**ASSIGNMENT 1:** Duplicate the portion of the prostate surgery passage below, starting at "Following radical prostatectomy, pathological" and ending at "agonists and/or antiandrogens.".
**ASSIGNMENT 2:** In the prostate surgery passage below, what is the incidence of positive pelvic nodes for small, well-differentiated nodules?

**PAGE EXCERPT:**
Surgery is usually reserved for patients in good health who elect surgical intervention.[1,2,3] Tumors in these patients should be confined to the prostate gland (stage I and stage II). Prostatectomy can be performed by the perineal or retropubic approach. The perineal approach requires a separate incision for lymph node dissection. Laparoscopic lymphadenectomy is technically possible and accomplished with much less patient morbidity.[4] For small, well-differentiated nodules, the incidence of positive pelvic nodes is less than 20%, and pelvic node dissection may be omitted.[5] With larger, less differentiated tumors, a pelvic lymph node dissection is more important. The value of pelvic node dissection (i.e., open surgical or laparoscopic) is not therapeutic but spares patients with positive nodes the morbidity of prostatectomy. Radical prostatectomy is not usually performed if frozen section evaluation of pelvic nodes reveals metastases; such patients should be considered for entry into existing clinical trials or receive radiation therapy to control local symptoms. The role of preoperative (neoadjuvant) hormonal therapy is not established.[6,7]

Following radical prostatectomy, pathological evaluation stratifies tumor extent into organ-confined, specimen-confined, and margin-positive disease. The incidence of disease recurrence increases when the tumor is not specimen-confined (extracapsular) and/or the margins are positive.[8,9,10] Results of the outcome of patients with positive surgical margins have not been reported. Patients with extraprostatic disease are suitable candidates for clinical trials. Trials such as RTOG-9601 included the evaluation of postoperative radiation delivery, cytotoxic agents, and hormonal treatment using luteinizing hormone-releasing hormone (LHRH) agonists and/or antiandrogens.

**INFORMATION GIVEN:**
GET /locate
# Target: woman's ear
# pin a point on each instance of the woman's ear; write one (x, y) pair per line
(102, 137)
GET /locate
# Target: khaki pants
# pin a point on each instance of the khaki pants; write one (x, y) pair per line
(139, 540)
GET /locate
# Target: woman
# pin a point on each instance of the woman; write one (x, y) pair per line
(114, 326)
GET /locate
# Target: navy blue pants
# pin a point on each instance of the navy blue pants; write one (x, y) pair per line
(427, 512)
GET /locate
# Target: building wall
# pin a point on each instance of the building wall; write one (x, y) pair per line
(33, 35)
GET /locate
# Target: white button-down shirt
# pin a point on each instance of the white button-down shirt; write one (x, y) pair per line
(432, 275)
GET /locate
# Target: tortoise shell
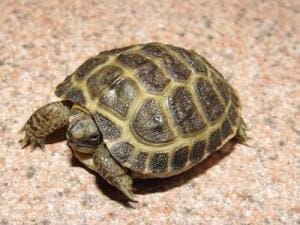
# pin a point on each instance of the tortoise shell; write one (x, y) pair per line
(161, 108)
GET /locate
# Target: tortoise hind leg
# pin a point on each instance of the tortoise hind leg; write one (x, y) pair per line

* * *

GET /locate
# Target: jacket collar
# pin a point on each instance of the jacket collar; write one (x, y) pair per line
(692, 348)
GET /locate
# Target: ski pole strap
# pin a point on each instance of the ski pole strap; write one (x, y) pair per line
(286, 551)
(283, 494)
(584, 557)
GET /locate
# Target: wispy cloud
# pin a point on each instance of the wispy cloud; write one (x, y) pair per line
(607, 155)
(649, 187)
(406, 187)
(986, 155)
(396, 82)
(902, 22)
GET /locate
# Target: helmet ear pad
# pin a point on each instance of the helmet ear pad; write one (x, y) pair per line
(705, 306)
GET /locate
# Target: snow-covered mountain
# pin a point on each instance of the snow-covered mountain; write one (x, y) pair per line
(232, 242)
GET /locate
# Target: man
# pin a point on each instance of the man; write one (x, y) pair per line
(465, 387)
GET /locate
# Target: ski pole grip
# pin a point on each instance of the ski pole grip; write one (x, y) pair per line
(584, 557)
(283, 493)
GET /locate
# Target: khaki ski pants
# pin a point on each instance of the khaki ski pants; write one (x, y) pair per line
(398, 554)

* * *

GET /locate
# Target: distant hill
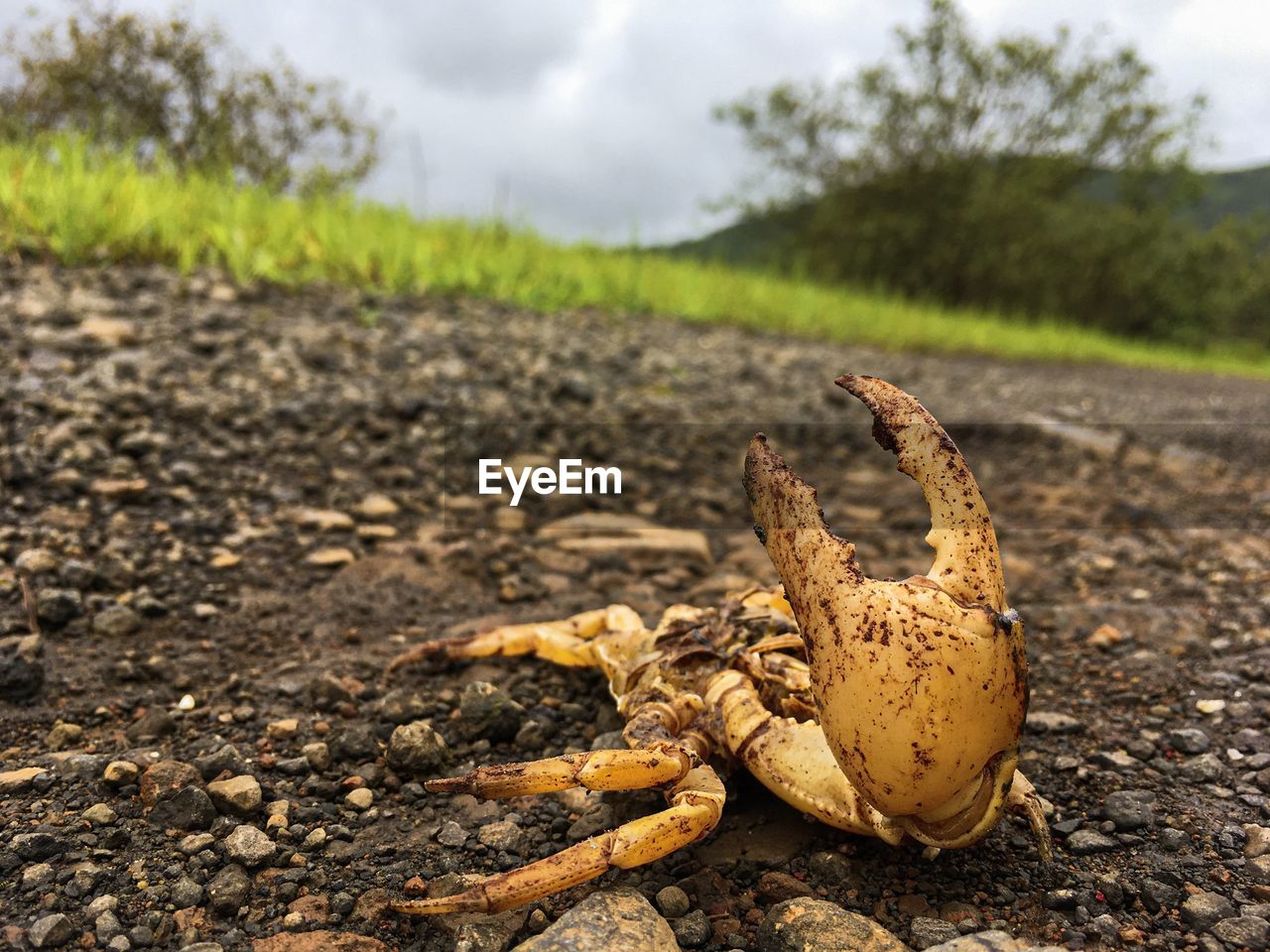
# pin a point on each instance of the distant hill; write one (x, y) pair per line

**PROBLEM SOLUTION 1:**
Following radical prostatectomy, pathological evaluation stratifies tumor extent into organ-confined, specimen-confined, and margin-positive disease. The incidence of disease recurrence increases when the tumor is not specimen-confined (extracapsular) and/or the margins are positive.[8,9,10] Results of the outcome of patients with positive surgical margins have not been reported. Patients with extraprostatic disease are suitable candidates for clinical trials. Trials such as RTOG-9601 included the evaluation of postoperative radiation delivery, cytotoxic agents, and hormonal treatment using luteinizing hormone-releasing hormone (LHRH) agonists and/or antiandrogens.

**PROBLEM SOLUTION 2:** Less than 20%.